▶ [STATED EXERCISE 1]
Answer these questions from the excerpt on model fitting below, one line each:
(a) By what constant factor are all of the penalties multiplied?
(b) Why is the data from the 2007-2008 season left out?
(c) In the first step of the multi-step process, what is used to impute the missing data?

In a future version of this work, I mean to replace this imputation method with a more sophisticated one, possibly considering in more detail the reasons why a given player might or might not be chosen to play in the NHL, such as the specific age they happen to be, their nationality, the pathway their previous career has taken, their positions, perhaps even their family kinship to previous NHL players or their ethnicity. This sort of sophistication is evidently a more delicate matter than the somewhat drier work of modelling on-ice behaviour only.

Fitting

This model is fitted using ordinary least squares fitting, but with three kinds of ridge penalties, similar to my shot rate model. Typically, penalties are restricted to diagonal ones, that is, encoding a prior belief that covariate values are not far from zero. Here, we do not use any such penalties, and instead use so-called "fusion" penalties. In their most general forms, such penalties encode a prior belief that a given linear combination of model terms should be close to zero. The simplest fusion penalties are the ones that pull two terms together (by asking that the square of the difference between the two terms should be close to zero). We use two such schemes of penalties, fusing \(O_a\) to \(O_{a+1}\) and \(H_a\) to \(H_{a+1}\) with strengths proportional to the fraction of players of the cohort who are shared between the two ages.

The derived terms \(C_a = w_aO_a + (1-w_a)H_a\), though, are the terms of true interest, and the only ones supported by the full cohort of players. Specifically, we expect that \(C_a\) will vary smoothly as a function of \(a\), since we know that the physical changes that occur in the adult human body as it ages are gradual. To do this, we ask that \(C_a\) be similar to \(C_{a+1}\) by asking that the square of \( w_aO_a + (1-w_a)H_a - w_{a+1}O_{a+1} - (1-w_{a+1})H_{a+1} \) should be close to zero.

All of these penalties are multiplied by a constant factor of fifty thousand, this is empirically chosen to give a suitably smooth result.

I have access to data from 2007-2008 through to 2022-2023; I use all seasons in order to determine who has or has not played a thousand minutes, and for discerning which seasons are entry/departure/middle seasons. However, I do not use the data from the 2007-2008 season (since it would be labourious to determine which players are entering the season that year) nor from 2022-2023 (since it is in progress).

Following Schuckers, Lopez, and Macdonald, I use a multi-step process to produce the final fit:

  1. Impute the missing data using the mean observed values.

▶ [RECORDS TO USE]
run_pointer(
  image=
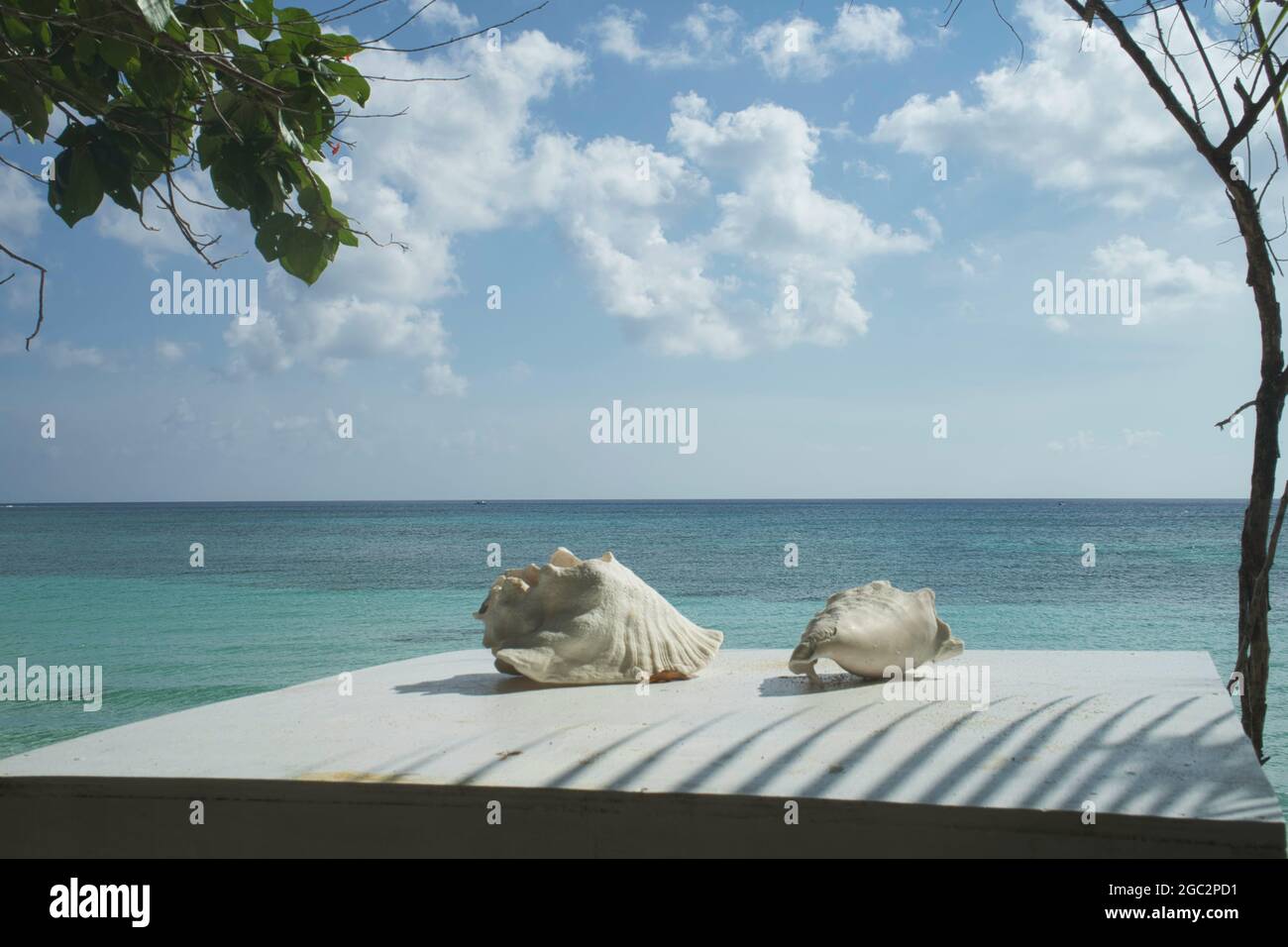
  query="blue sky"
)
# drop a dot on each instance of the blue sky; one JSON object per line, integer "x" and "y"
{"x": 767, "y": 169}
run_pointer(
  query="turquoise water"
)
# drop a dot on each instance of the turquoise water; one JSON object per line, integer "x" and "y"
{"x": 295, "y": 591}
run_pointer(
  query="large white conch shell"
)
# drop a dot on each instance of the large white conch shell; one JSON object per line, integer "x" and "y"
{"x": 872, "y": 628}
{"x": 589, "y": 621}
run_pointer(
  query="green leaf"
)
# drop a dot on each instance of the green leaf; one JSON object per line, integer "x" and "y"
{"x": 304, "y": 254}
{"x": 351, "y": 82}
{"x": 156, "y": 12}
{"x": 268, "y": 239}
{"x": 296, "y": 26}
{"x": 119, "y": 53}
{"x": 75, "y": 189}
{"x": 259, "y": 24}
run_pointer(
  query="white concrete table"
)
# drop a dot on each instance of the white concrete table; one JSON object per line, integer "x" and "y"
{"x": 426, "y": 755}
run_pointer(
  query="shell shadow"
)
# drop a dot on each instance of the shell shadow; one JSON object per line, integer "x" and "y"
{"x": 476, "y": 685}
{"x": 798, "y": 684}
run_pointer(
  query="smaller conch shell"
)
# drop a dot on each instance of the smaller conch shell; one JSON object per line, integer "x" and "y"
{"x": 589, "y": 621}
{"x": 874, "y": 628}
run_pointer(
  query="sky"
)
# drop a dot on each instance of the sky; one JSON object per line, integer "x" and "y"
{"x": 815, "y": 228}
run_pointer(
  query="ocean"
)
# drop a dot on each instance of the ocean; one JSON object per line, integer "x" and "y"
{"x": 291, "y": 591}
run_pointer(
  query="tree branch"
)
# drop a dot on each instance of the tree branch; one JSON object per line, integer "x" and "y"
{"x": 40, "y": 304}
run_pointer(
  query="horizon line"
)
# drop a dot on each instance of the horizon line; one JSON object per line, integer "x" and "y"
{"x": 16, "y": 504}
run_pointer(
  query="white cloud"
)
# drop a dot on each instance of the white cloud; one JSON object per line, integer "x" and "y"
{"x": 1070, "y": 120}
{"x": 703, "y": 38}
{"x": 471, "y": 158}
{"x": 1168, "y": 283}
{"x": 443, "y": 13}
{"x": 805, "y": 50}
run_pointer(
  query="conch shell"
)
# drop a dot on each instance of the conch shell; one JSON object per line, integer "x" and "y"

▶ [STATED EXERCISE 2]
Locate every line in the records that contains the string "turquoise", and copy each one. Case counts.

▶ [FULL RESPONSE 1]
(a) Fifty thousand.
(b) It would be laborious to determine which players are entering the season that year.
(c) The mean observed values.

▶ [FULL RESPONSE 2]
  query="turquoise water"
# drop a dot on each instance of the turquoise water; one JSON object per line, integer "x" and "y"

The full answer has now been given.